[Image location labeling entries]

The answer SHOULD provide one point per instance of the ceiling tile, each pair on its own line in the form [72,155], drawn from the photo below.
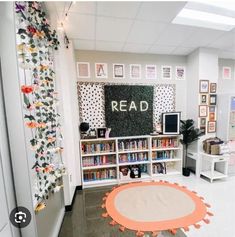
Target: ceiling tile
[112,29]
[145,32]
[84,44]
[159,11]
[85,7]
[118,9]
[202,37]
[80,26]
[136,48]
[108,46]
[227,54]
[161,49]
[226,41]
[174,35]
[182,50]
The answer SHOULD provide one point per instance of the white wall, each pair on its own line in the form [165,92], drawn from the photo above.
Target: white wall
[202,65]
[143,59]
[67,88]
[14,115]
[226,86]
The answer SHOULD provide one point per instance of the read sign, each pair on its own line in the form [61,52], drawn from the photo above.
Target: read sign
[129,109]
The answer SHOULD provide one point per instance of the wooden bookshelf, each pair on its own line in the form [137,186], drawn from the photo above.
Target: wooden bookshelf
[102,159]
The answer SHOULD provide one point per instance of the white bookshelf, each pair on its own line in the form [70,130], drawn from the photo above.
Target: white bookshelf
[100,168]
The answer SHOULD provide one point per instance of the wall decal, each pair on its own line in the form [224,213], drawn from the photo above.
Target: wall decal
[151,72]
[83,69]
[118,70]
[129,109]
[101,70]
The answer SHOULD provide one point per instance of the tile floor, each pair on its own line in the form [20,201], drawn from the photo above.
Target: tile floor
[85,219]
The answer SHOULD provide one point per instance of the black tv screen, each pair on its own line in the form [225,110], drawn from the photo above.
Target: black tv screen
[171,123]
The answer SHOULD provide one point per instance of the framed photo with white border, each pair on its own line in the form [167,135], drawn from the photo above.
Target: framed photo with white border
[166,72]
[118,70]
[211,128]
[101,70]
[83,69]
[150,71]
[226,73]
[135,71]
[180,73]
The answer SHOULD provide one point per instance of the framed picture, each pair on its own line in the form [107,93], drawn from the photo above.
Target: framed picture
[202,122]
[203,99]
[166,72]
[179,73]
[213,99]
[212,116]
[101,70]
[213,87]
[211,127]
[204,86]
[151,72]
[118,70]
[203,130]
[135,71]
[202,110]
[101,132]
[226,73]
[212,109]
[83,69]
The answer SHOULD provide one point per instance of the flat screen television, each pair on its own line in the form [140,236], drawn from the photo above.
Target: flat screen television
[171,123]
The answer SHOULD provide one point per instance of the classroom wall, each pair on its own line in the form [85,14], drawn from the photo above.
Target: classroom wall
[143,59]
[226,86]
[17,138]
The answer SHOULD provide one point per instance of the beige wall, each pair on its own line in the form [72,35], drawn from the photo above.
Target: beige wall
[143,59]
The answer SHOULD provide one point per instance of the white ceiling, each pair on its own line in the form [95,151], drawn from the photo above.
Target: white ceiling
[137,27]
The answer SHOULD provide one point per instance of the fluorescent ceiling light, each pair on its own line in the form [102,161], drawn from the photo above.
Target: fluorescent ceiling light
[226,5]
[204,19]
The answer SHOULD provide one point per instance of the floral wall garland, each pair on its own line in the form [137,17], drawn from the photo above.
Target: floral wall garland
[35,45]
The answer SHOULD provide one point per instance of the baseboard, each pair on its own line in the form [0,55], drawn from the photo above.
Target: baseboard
[59,223]
[70,207]
[79,187]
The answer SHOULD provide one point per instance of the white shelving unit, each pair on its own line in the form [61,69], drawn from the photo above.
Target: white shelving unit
[102,159]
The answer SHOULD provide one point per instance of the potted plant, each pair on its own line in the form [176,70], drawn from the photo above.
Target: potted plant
[190,134]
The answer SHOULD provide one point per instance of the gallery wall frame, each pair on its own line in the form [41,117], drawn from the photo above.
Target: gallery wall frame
[150,71]
[166,72]
[226,73]
[118,71]
[180,72]
[101,70]
[203,86]
[83,69]
[135,71]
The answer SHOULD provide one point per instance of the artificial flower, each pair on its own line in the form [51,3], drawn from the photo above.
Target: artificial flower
[31,124]
[19,8]
[31,29]
[20,47]
[43,67]
[48,169]
[41,125]
[27,89]
[38,104]
[35,5]
[32,50]
[40,206]
[51,139]
[39,34]
[57,188]
[37,169]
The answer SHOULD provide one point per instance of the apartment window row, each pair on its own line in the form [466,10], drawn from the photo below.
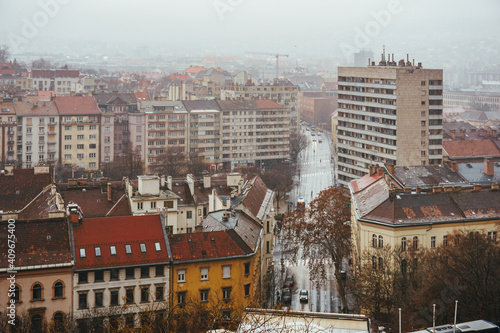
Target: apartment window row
[114,296]
[37,292]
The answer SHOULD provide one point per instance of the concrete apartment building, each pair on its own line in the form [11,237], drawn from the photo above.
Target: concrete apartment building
[390,113]
[38,139]
[204,130]
[282,92]
[80,130]
[254,131]
[8,132]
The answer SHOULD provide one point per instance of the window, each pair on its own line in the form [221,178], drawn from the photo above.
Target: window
[82,300]
[144,272]
[246,287]
[113,297]
[98,276]
[204,273]
[114,274]
[181,297]
[83,277]
[98,299]
[226,293]
[226,272]
[130,273]
[37,292]
[204,295]
[129,295]
[144,294]
[181,275]
[159,293]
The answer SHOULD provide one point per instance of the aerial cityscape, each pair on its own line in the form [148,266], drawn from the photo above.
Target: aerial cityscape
[236,166]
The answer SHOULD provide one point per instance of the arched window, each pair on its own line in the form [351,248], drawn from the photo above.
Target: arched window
[58,289]
[59,322]
[36,292]
[36,324]
[404,266]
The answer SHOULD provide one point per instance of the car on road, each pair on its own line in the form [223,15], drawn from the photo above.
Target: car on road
[304,295]
[286,295]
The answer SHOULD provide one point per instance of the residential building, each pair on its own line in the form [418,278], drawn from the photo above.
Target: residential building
[8,132]
[204,130]
[120,263]
[387,212]
[152,195]
[216,269]
[79,132]
[116,110]
[390,113]
[38,133]
[42,289]
[254,131]
[62,81]
[282,92]
[166,130]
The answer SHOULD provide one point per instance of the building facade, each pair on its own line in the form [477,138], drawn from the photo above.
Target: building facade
[390,113]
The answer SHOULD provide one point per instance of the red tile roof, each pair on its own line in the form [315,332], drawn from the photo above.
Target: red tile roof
[119,231]
[77,105]
[17,190]
[203,245]
[470,148]
[268,104]
[39,242]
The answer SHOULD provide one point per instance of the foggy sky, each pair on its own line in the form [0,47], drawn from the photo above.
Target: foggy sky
[300,28]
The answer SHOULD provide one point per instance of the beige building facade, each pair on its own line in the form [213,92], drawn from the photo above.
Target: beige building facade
[389,113]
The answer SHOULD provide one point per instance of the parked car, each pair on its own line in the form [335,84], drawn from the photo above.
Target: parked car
[289,281]
[286,295]
[304,296]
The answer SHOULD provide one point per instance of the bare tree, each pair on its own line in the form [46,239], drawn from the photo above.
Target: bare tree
[322,233]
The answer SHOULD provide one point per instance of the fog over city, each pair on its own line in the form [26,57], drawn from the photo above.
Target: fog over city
[434,32]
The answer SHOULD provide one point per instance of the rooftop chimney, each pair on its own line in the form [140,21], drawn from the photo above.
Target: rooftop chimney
[489,167]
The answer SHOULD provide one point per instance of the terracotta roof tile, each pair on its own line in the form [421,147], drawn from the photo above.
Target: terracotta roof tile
[39,242]
[118,232]
[17,190]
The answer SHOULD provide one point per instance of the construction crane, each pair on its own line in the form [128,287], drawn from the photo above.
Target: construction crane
[277,55]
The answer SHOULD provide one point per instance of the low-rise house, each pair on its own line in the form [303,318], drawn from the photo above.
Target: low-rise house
[121,268]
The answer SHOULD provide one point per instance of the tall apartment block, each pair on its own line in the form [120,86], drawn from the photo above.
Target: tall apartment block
[390,113]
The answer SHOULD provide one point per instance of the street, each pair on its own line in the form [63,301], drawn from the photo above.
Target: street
[315,173]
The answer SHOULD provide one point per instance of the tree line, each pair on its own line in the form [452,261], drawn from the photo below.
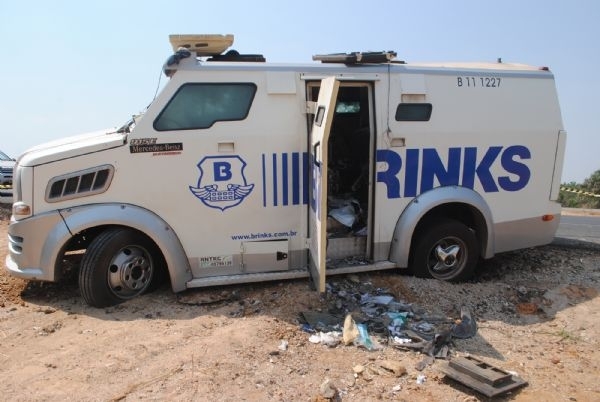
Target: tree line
[578,200]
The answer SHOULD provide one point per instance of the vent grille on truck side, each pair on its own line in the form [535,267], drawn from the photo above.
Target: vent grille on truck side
[79,184]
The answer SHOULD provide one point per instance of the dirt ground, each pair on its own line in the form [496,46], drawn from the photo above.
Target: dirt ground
[538,315]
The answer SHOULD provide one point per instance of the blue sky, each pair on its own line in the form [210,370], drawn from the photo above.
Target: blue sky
[69,67]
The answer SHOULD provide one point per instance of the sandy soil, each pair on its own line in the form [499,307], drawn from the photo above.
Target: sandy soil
[538,315]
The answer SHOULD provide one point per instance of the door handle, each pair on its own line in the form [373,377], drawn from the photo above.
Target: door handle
[315,159]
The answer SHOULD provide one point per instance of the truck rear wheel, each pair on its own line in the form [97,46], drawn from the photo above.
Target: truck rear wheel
[446,250]
[118,265]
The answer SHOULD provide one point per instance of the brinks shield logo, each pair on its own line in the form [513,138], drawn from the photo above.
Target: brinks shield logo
[222,183]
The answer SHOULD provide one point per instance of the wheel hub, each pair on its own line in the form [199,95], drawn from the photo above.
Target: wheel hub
[130,272]
[447,257]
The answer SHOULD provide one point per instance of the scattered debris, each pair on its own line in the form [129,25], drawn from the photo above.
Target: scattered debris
[331,339]
[328,391]
[373,317]
[480,376]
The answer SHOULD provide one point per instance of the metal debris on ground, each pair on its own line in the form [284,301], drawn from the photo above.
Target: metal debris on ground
[480,376]
[363,315]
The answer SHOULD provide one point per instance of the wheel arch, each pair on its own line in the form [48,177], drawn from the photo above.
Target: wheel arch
[86,222]
[460,203]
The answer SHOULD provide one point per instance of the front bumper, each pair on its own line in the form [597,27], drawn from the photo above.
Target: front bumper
[34,245]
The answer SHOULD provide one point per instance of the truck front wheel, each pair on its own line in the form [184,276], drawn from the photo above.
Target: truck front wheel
[446,250]
[118,265]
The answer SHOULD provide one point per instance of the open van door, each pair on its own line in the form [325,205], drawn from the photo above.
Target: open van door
[317,215]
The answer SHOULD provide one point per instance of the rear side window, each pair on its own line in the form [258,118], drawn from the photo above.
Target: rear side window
[413,112]
[197,106]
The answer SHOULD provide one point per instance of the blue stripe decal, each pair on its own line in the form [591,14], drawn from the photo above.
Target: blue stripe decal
[284,178]
[295,178]
[275,180]
[264,183]
[288,188]
[305,178]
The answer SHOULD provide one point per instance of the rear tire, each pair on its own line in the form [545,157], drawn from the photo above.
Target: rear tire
[446,250]
[118,265]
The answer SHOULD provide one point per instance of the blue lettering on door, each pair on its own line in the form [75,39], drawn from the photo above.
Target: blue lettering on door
[475,164]
[222,171]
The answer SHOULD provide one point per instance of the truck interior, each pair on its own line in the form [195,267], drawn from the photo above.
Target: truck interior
[349,169]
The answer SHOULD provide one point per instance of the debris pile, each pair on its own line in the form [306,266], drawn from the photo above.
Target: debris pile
[360,314]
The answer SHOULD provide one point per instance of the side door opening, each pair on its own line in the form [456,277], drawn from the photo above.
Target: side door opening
[348,202]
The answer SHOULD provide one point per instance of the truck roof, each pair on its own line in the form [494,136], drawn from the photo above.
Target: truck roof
[209,52]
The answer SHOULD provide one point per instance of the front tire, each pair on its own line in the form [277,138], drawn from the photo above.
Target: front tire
[446,250]
[118,265]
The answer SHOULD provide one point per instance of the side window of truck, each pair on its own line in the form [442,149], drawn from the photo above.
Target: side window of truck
[197,106]
[413,112]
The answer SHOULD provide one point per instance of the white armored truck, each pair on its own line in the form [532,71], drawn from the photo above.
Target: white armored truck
[245,171]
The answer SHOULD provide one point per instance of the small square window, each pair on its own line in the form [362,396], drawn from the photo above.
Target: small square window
[413,112]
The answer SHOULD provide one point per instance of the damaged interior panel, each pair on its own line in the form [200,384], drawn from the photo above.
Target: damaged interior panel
[349,196]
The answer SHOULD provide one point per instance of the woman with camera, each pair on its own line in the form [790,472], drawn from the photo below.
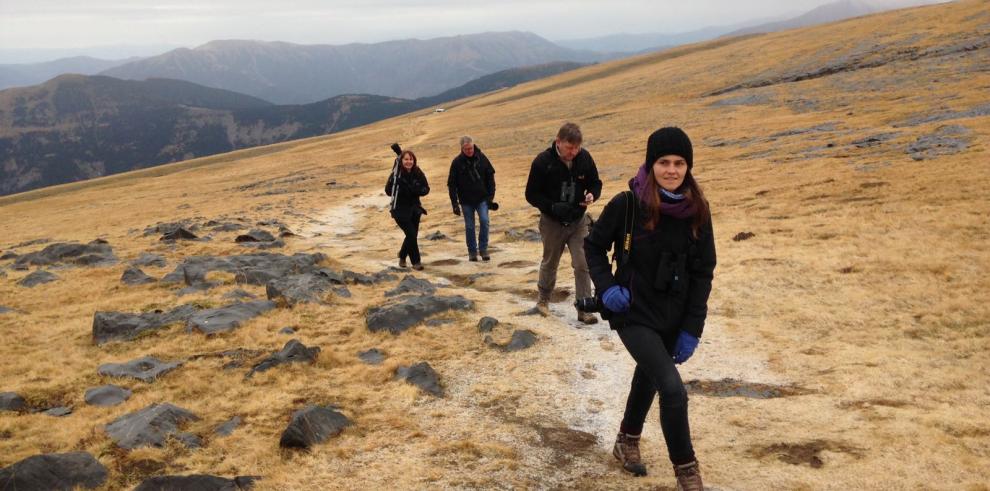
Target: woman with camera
[406,185]
[657,299]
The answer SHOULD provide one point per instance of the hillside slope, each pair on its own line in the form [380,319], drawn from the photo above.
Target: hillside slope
[845,346]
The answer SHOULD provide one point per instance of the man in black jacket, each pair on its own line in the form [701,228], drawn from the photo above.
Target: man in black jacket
[563,182]
[471,183]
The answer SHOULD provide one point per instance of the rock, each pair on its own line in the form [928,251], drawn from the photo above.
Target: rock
[302,288]
[58,411]
[10,401]
[106,395]
[134,276]
[293,352]
[64,471]
[149,426]
[145,369]
[97,252]
[110,326]
[411,284]
[374,356]
[312,425]
[408,312]
[148,259]
[486,324]
[423,376]
[946,140]
[255,235]
[196,482]
[179,233]
[228,427]
[36,278]
[212,321]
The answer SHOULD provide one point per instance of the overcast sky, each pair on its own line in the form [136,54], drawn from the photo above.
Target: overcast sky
[32,24]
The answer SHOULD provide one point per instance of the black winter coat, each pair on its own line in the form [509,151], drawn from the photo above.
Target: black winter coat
[412,185]
[548,176]
[471,180]
[669,273]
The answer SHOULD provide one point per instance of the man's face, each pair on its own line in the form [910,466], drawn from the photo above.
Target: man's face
[567,150]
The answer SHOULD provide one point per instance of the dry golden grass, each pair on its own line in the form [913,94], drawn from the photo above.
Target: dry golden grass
[865,285]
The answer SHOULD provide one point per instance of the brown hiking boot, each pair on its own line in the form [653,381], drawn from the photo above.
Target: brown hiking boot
[626,450]
[688,477]
[587,317]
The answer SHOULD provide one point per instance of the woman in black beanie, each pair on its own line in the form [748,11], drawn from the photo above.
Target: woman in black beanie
[657,299]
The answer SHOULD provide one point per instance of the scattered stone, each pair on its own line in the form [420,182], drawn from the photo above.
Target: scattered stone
[148,259]
[197,482]
[134,276]
[487,324]
[228,427]
[293,352]
[10,401]
[255,235]
[374,356]
[36,278]
[97,252]
[408,312]
[212,321]
[946,140]
[149,426]
[411,284]
[145,369]
[312,425]
[423,376]
[106,395]
[64,471]
[110,326]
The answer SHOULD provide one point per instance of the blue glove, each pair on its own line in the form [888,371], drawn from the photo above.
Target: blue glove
[616,299]
[686,344]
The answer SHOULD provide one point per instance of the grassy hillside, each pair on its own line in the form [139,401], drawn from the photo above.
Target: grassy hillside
[847,337]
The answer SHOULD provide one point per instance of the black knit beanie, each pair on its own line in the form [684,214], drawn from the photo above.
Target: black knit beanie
[669,141]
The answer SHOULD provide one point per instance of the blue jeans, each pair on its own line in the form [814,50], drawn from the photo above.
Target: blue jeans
[468,212]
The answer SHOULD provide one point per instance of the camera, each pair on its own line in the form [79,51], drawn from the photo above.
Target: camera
[590,304]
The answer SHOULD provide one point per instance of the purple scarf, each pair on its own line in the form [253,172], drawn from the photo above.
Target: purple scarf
[669,206]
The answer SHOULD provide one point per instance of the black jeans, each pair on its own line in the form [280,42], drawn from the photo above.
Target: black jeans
[408,221]
[656,373]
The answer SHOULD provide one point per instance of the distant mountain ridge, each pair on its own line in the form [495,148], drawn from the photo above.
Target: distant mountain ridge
[286,73]
[77,127]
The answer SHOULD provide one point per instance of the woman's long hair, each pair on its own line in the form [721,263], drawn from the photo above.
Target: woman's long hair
[691,191]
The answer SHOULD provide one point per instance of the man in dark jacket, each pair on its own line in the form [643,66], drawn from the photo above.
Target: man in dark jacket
[563,182]
[471,184]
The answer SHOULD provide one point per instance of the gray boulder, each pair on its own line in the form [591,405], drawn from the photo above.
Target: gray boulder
[145,369]
[411,284]
[149,426]
[106,395]
[213,321]
[134,276]
[293,352]
[312,425]
[36,278]
[10,401]
[423,376]
[196,482]
[65,471]
[110,326]
[408,312]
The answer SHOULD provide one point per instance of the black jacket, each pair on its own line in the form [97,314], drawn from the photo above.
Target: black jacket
[548,176]
[668,273]
[471,180]
[411,186]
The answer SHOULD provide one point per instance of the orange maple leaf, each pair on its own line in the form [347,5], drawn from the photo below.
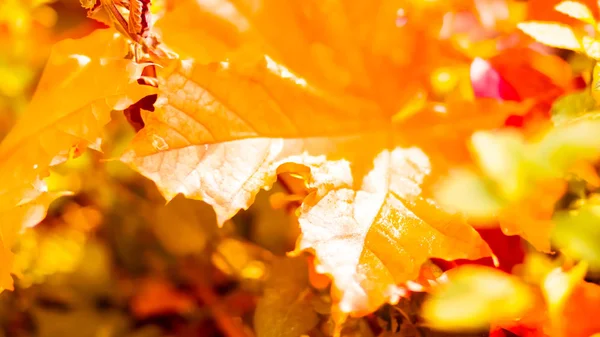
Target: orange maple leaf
[315,89]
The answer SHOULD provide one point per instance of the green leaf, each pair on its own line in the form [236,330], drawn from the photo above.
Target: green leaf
[572,106]
[576,10]
[578,233]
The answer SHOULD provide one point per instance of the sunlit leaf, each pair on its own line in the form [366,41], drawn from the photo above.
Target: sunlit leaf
[578,232]
[576,10]
[184,146]
[92,72]
[285,308]
[572,106]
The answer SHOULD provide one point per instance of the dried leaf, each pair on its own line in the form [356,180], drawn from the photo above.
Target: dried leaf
[285,309]
[139,17]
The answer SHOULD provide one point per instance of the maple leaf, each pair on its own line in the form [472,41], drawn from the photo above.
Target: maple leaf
[475,296]
[222,131]
[83,81]
[285,308]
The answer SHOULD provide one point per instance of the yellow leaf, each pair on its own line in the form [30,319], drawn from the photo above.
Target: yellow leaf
[475,297]
[312,91]
[83,81]
[285,308]
[576,10]
[552,34]
[219,137]
[195,223]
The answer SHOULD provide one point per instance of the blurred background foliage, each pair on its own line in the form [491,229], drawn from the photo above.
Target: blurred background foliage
[113,259]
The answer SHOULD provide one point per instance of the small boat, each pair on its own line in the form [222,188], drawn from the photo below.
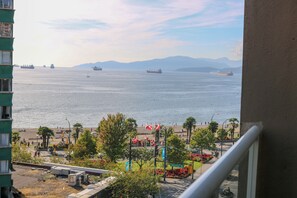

Task goal: Report every line of the records above that contains the word "distant", matching case.

Response to this task:
The answer SHOULD provide one point per instance of the distant mountain ridge, each pair on its own line in the form [495,148], drawn from the photo above.
Target: distant mountain ridge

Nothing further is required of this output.